> THE EXERCISE
Rename "mountain" to "hill" everywhere it occurs in the material below, and leave all other text unchanged.

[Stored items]
----------

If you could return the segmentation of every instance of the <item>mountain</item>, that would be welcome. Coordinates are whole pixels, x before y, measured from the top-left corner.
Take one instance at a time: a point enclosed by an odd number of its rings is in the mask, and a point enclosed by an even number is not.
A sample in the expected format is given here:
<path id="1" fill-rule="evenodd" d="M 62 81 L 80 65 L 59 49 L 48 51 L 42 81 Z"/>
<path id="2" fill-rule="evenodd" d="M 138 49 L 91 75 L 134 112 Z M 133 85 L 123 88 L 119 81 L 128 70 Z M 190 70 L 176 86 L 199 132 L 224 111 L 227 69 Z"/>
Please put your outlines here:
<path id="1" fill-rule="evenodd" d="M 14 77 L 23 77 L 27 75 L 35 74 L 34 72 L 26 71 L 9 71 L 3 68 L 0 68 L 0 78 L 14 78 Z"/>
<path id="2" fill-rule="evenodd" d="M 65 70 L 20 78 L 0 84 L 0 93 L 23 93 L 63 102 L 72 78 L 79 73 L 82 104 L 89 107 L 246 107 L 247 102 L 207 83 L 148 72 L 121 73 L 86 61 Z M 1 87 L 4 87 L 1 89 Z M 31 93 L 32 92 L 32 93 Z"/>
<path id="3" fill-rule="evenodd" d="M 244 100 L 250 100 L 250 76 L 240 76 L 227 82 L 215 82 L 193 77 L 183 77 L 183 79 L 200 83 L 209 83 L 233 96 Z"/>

----------

> REPLY TO THE EXERCISE
If you could return the segmentation of every instance of the <item>hill</item>, that would be welcome. Coordinates are whole pixels, x before y, measured from the top-left corner.
Take one instance at a time: a point enclosed by an odd number of its rings is in the mask, and a point enclosed by an even number is not.
A sample in the expected format is given here:
<path id="1" fill-rule="evenodd" d="M 62 81 L 80 65 L 59 49 L 48 51 L 42 81 Z"/>
<path id="2" fill-rule="evenodd" d="M 138 49 L 91 75 L 134 112 Z M 133 85 L 123 88 L 119 81 L 128 70 Z M 190 70 L 176 86 L 199 132 L 224 111 L 227 69 Z"/>
Please put your outlines here:
<path id="1" fill-rule="evenodd" d="M 14 77 L 23 77 L 27 75 L 35 74 L 34 72 L 26 71 L 9 71 L 3 68 L 0 68 L 0 78 L 14 78 Z"/>
<path id="2" fill-rule="evenodd" d="M 65 70 L 20 78 L 0 84 L 0 93 L 23 93 L 63 102 L 72 78 L 79 73 L 82 104 L 89 107 L 246 107 L 247 102 L 207 83 L 148 72 L 121 73 L 86 61 Z M 1 87 L 4 87 L 1 89 Z M 31 93 L 32 92 L 32 93 Z"/>
<path id="3" fill-rule="evenodd" d="M 244 100 L 250 100 L 250 76 L 240 76 L 227 82 L 215 82 L 193 77 L 183 77 L 183 79 L 200 83 L 209 83 L 233 96 Z"/>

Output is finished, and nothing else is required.